::: Raw data :::
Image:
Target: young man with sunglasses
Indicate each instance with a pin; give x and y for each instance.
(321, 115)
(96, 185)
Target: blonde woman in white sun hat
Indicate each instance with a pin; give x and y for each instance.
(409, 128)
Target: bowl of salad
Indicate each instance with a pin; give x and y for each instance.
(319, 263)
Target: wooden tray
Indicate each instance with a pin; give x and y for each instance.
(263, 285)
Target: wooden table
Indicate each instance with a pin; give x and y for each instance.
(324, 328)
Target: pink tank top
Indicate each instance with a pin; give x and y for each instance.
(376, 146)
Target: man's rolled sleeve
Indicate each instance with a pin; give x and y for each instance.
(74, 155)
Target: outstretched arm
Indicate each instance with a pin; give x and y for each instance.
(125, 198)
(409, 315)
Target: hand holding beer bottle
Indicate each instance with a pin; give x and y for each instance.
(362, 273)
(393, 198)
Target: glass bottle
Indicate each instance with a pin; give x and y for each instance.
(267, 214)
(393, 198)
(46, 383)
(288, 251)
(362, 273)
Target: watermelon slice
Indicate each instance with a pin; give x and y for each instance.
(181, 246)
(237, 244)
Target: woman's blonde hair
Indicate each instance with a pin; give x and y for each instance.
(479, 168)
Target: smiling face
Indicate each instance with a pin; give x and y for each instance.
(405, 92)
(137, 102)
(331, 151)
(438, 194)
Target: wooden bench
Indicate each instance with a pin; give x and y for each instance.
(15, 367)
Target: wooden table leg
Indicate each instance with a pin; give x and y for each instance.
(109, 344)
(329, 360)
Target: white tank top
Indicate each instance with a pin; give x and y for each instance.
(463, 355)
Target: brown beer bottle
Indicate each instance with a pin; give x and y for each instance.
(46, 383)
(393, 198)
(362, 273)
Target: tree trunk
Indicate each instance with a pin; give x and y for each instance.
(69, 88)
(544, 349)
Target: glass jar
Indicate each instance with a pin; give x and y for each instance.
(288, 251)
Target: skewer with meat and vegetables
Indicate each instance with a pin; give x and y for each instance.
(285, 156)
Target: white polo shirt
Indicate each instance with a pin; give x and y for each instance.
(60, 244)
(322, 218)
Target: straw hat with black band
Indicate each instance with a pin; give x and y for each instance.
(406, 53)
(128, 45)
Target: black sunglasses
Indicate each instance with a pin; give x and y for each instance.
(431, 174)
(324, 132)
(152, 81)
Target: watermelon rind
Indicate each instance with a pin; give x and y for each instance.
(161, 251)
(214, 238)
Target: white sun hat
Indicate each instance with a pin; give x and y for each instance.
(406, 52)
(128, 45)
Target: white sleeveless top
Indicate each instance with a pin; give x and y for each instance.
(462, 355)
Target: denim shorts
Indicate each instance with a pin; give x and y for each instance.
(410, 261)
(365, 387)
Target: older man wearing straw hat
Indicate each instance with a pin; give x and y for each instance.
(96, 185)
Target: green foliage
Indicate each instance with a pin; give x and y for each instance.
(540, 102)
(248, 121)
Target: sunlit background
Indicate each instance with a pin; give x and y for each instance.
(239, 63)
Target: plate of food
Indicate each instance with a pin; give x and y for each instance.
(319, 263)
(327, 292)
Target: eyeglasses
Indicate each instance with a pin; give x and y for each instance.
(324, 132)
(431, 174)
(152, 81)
:::
Short task:
Print out every record again, exactly and in full.

Problem solution:
Image:
Target: young man with sunglasses
Indicate each instance with a pin; give x and y for each instance.
(321, 115)
(96, 185)
Target: blonde woman in white sun hat
Indicate each instance with a pin; give x and y for each instance.
(409, 128)
Target: bowl of salad
Indicate each instance with a pin; give x and y for each instance.
(319, 263)
Target: wooden tray
Indicate each instance with a pin; give x and y for each instance.
(263, 285)
Target: wooden table
Indicate each instance with a pin; give x and y for each instance.
(324, 328)
Target: pink tank top
Indicate each instance with a pin; give x and y for each instance.
(376, 146)
Target: man's rolled sleeve
Indicate each instance with a pin; give x and y for each instance.
(74, 155)
Target: outstretched arm
Indicate each instance with a pin; give x and y for each instance.
(125, 198)
(409, 315)
Target: hand holding beer bottle
Indicate each instance with a pin; give x and y for each instance.
(362, 273)
(393, 198)
Target: glass bottle
Indicate each instance with a pin; give x and y for each instance.
(267, 214)
(393, 198)
(46, 383)
(288, 251)
(362, 273)
Target: watermelon slice
Indicate each instance with a pin; give x and y for each instance.
(181, 246)
(237, 244)
Target: woman's blonde hair
Indicate each instance with a pin; give x and y for each instance.
(479, 168)
Target: smiling face
Indicate each instance with a pin; give x and y for each instance.
(405, 92)
(137, 102)
(331, 151)
(438, 194)
Target: wooden bench
Indicate each instance with a pin; give x and y for each instance.
(15, 367)
Target: wooden table leg
Indicate each instance with a pin; give x and y for each instance.
(109, 344)
(329, 360)
Target: white tank top
Indicate each instance with a pin; give x and y for each instance.
(463, 355)
Target: brown beer bottle
Indicate each instance with a pin; give x and y for each instance.
(46, 383)
(393, 198)
(362, 273)
Target: tree trunk
Indicate each instance with a pin; give x and y for each instance.
(69, 88)
(544, 349)
Target: glass jar
Indicate each instance with a pin; give x and y for each instance.
(288, 251)
Target: skewer with meat and vegetables
Indicate each instance with a pin; give x and y for each instance.
(285, 156)
Target: white polo shirt
Indicate each instance with a pin; give x and y for each instance.
(60, 244)
(322, 218)
Target: straw hat with black band
Indicate each instance with a pin; give x and y for each instance.
(406, 53)
(128, 45)
Target: black sunglasses
Indicate each instance with a pin; give x and y for each instance.
(431, 174)
(324, 132)
(152, 81)
Target: watermelon rind
Indicate each instance with a pin; give x and y for each instance.
(161, 251)
(214, 238)
Target: white sun hat
Indicate each instance with a pin; give x and y for each instance.
(406, 52)
(128, 45)
Target: white sleeveless top
Indicate each instance with a pin; give x and y for each instance.
(462, 355)
Target: denim shorts
Indicate each instance with a pin; give x and y for each instance.
(410, 261)
(365, 387)
Target: older man wearing straw hat
Indicate each instance with a pin; give x and y for each instance.
(96, 185)
Target: green foliage
Indicate each instance with a pin; give x and y for each instance.
(540, 102)
(248, 121)
Target: sunlit background
Indicate each instance with a pin; give x and y for each instance.
(239, 63)
Target: plate of food
Indicate each instance with a pin; give x and y for each instance.
(319, 263)
(327, 292)
Target: eyeglasses
Indicate each instance with a pin; give x and y for each instance.
(324, 132)
(431, 174)
(152, 81)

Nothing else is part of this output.